### Material for this exercise
==*==

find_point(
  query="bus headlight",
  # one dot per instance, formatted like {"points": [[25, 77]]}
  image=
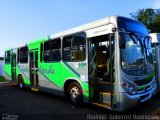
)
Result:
{"points": [[130, 90]]}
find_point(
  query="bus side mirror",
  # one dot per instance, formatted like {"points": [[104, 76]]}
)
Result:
{"points": [[122, 42]]}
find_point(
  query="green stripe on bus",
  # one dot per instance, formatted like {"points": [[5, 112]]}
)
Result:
{"points": [[48, 79]]}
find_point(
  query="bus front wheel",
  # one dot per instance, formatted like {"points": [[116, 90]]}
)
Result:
{"points": [[75, 93], [20, 83]]}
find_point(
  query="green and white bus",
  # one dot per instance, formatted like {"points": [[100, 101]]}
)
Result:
{"points": [[156, 56], [107, 63]]}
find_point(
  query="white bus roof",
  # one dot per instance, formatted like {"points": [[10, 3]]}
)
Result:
{"points": [[97, 23]]}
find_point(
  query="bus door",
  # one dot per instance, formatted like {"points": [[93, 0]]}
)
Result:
{"points": [[101, 71], [34, 69], [13, 66]]}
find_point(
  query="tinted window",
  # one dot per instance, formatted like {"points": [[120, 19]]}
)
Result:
{"points": [[52, 50], [23, 55], [7, 57], [74, 47], [131, 25]]}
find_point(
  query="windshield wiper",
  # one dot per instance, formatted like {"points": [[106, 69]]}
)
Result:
{"points": [[139, 40]]}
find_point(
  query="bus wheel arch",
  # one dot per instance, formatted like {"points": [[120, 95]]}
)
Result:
{"points": [[73, 91], [21, 82]]}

==*==

Restate the whole listing above exactly, please, omitting every image.

find_point(
  query="bus headlight",
  # one dot per instance, formatted like {"points": [[25, 77]]}
  image=
)
Result:
{"points": [[130, 90]]}
find_point(
  query="bus side mirror",
  # one dot per instance, formatted like {"points": [[104, 76]]}
)
Result:
{"points": [[122, 42]]}
find_point(
  query="green stripe on bus",
  # one dot per instance, formatted like {"points": [[5, 112]]}
)
Result:
{"points": [[48, 79]]}
find_point(
  query="bus front wheel",
  # one dot per instance, formatted like {"points": [[116, 90]]}
)
Result:
{"points": [[75, 93], [20, 83]]}
find_point(
  query="green and white bus",
  # one dot per instance, formatted like {"points": [[100, 101]]}
)
Result:
{"points": [[156, 56], [107, 63]]}
find_point(
  query="white bus roof",
  # one dot per instance, formatted like {"points": [[10, 3]]}
)
Result:
{"points": [[97, 23]]}
find_point(
  query="bus door",
  # one dot per instance, formatted like {"points": [[93, 0]]}
)
Result:
{"points": [[101, 71], [34, 69], [13, 66]]}
find_point(
  query="tinted window",
  # one dot per instance, formatted like {"points": [[120, 19]]}
)
Result:
{"points": [[52, 50], [23, 55], [7, 57], [74, 47], [131, 25]]}
find_point(
  query="windshield wiper",
  # one dot per instance, formatted like {"points": [[106, 69]]}
)
Result:
{"points": [[139, 40]]}
find_point(
  query="bus wheel arch",
  # one dot per instance, formatted like {"points": [[120, 95]]}
)
Result:
{"points": [[73, 91], [21, 82]]}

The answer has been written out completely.